** Opening PROVIDED ENTRIES block **
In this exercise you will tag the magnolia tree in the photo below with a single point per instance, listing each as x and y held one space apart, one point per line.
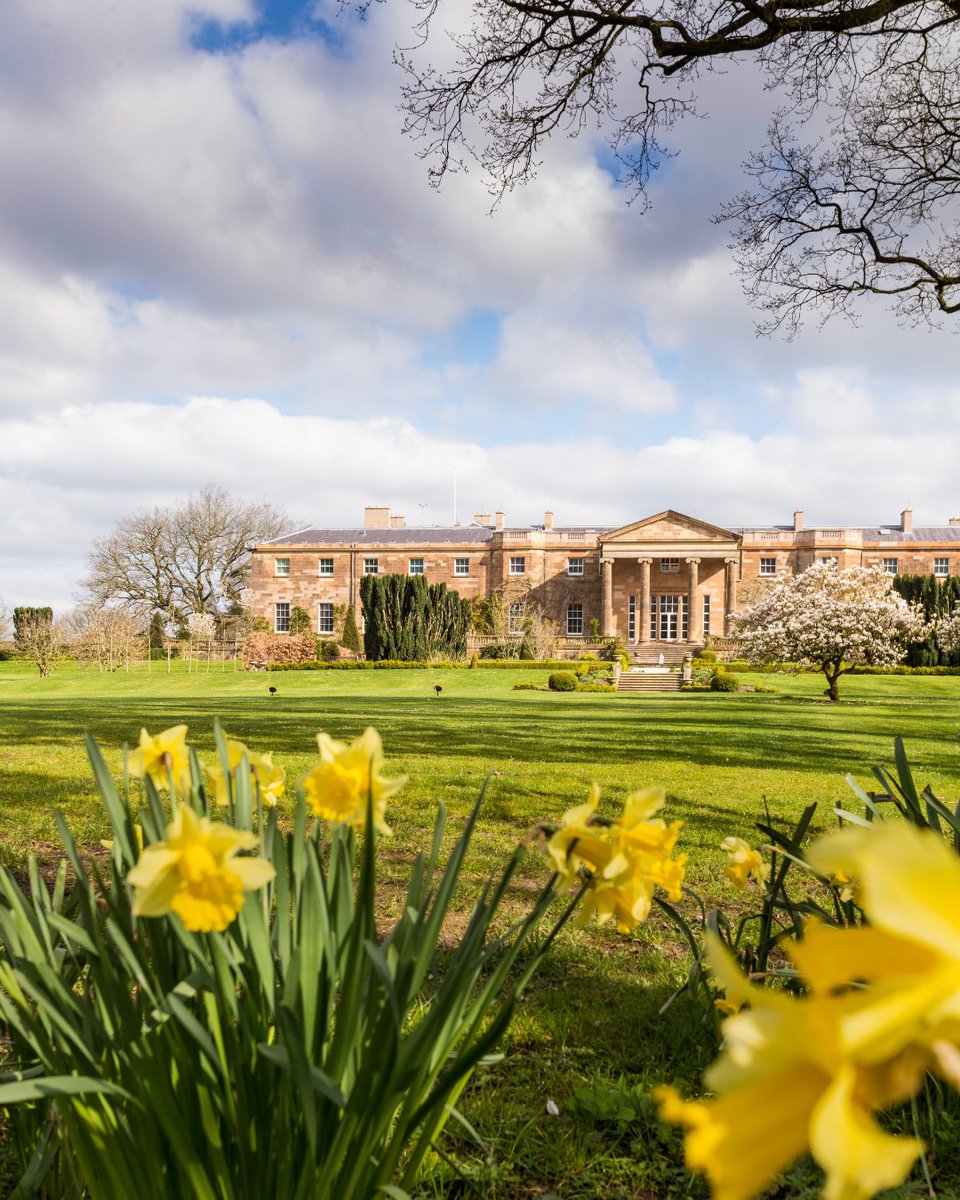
831 619
948 631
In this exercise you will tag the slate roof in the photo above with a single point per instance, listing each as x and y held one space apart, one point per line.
407 535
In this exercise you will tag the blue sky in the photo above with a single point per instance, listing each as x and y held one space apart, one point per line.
221 261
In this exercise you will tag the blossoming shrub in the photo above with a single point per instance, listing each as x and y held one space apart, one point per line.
215 1014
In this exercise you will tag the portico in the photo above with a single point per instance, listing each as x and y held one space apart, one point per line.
669 579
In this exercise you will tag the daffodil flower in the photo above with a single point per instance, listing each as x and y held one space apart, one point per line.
628 858
269 778
883 1009
162 756
197 873
348 779
744 863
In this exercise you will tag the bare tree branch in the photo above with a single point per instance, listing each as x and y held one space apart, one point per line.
871 210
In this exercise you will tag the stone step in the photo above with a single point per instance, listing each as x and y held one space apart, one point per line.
641 682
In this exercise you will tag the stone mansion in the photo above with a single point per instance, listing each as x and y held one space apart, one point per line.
664 579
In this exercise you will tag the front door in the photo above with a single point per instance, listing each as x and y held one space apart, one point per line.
670 609
667 617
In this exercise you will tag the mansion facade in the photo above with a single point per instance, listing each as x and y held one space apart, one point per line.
667 577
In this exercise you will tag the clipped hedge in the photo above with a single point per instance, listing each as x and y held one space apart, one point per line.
563 681
580 669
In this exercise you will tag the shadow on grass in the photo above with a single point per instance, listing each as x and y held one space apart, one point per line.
745 733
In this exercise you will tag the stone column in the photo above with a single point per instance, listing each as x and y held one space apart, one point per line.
607 627
643 609
694 613
731 594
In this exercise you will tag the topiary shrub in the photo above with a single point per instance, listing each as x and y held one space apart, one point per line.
563 681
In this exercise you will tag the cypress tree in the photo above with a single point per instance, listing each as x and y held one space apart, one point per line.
351 639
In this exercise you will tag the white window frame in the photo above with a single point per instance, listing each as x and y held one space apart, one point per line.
282 619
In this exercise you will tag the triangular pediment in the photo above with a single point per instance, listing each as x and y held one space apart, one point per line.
671 528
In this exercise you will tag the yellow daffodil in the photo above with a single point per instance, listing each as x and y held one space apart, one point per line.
785 1083
883 1009
197 874
162 756
269 778
348 779
627 858
744 863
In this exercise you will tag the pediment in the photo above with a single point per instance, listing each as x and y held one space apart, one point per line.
671 529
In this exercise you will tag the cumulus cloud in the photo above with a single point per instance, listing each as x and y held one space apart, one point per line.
324 471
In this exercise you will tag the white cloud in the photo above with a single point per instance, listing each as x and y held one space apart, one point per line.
55 498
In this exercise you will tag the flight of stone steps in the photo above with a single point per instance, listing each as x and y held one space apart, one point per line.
647 671
641 681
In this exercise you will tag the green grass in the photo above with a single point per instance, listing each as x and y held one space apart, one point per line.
592 1018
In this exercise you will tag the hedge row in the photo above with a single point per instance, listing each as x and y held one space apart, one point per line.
401 665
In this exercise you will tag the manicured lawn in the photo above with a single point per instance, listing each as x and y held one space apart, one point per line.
** Closing PROVIDED ENTRIES block **
EXERCISE AIM:
A verbatim copy of every record above is required, with all pictures omitted.

EXERCISE ANSWER:
In this exercise you will tag the magnolia tree in the photo below with a single point per instance, listing each as x and y held one space apart, one point per line.
831 619
948 631
In this exercise you will tag the slate roof in the photo above with a single point per instance, listing each as x and y held one space apart, one point per line.
407 535
In this exercise you will tag the blue sky in the photo above with a single point per instance, listing each as x and y held one space apart, one point per line.
221 261
In this exercise you will tag the blossoming shrub in the photo above with a single point per instance, listing each as x and y held one space apart, one point per line.
215 1014
In this exercise you will tag the portico in the photo above with a single point per instance, listing each as x and y held one space apart, one point per line.
669 579
In this exercise you will tag the daffodil flower in the photo above with a single point per instance, listing each as x and y held one space apart, one point per line.
628 858
269 778
883 1009
162 756
197 873
348 779
744 863
In this exercise you will tag the bare tree branch in the photo above with a single point per instance, listing each as x and y held one space apart, one point per line.
871 210
In this exercise you will tag the stone step in the photo above with a single point per instance, listing each as x and y held one space apart, one point per line.
641 682
In this exercise you will tag the stone mansion in the photo above with a single point per instance, listing each as x and y held one space apart, one point per line.
664 579
In this exercise you will tag the front door in the photo above with a single point per instance, listing each as x and y held one space apart, one point per line.
670 609
667 617
In this exercise you will tag the mansion facade in the photo above with a single point per instance, listing each as x and y held one space apart, one point per line.
667 577
In this exercise you will tag the clipped hedge in the photo above with a single point per instance, listing each as x and y held one space apart, one point per line.
563 681
580 669
In this exercise you will tag the shadow on grass in the photo above with a single point per instance, listing each as x and y held one space apart, one point per line.
745 733
In this exercise you will tag the stone column in the photo above with a single point per instance, listing each as x and y held one space apart, one point per line.
607 627
643 609
694 613
731 594
In this exercise you will tag the topiary shrub in the photo above with a single point per instance, listing each as x and y held one space apart, one point per line.
563 681
In this exercise you will tag the cypress tree in the photo above with a single point per instance, listing each as x and y held one space apart, one point per line.
351 639
In this exercise you will tag the white window frame in the photo above with a single point per instance, listing each as x and y held one space apart, one point per line.
282 619
In this exercise you will tag the triangular pediment in the photo above with a single point per instance, listing each as x and y held one space apart, one point per line.
671 528
In this exercise you will tag the yellow daffodil in the photo above with a single point per instance, listing each as x and y held one space apart, one point per line.
785 1083
883 1009
197 874
162 756
269 778
348 779
627 858
744 863
In this exercise you will tag the pediment in the photo above with a single point per instance, listing each as x and y held one space apart, one point per line.
671 529
In this exercise you will tag the cumulus cloud in the photo above with a single point per instance, listing each as x and y held one space apart, one point per line.
324 471
In this exercise you will tag the white cloud in the photo above with a single point per instance, listing each as x and y held one space apart, one point per line.
55 498
In this exercise you will tag the flight of stone steps in the photo above with a single point per instance, listing each as x and y held one space apart, one point per line.
647 671
641 681
In this exercise you will tag the green grass in the photo above with a single point per instance, listing each as x and y held one space apart, one point per line.
592 1018
In this exercise you will tag the hedge row in the photo above with a single point per instance, listing each as x and y held one space apart, one point per line.
401 665
In this exercise you will tag the manicured lawn in the photo above with a single point per instance, listing each as x and y held one space apart, one point per line.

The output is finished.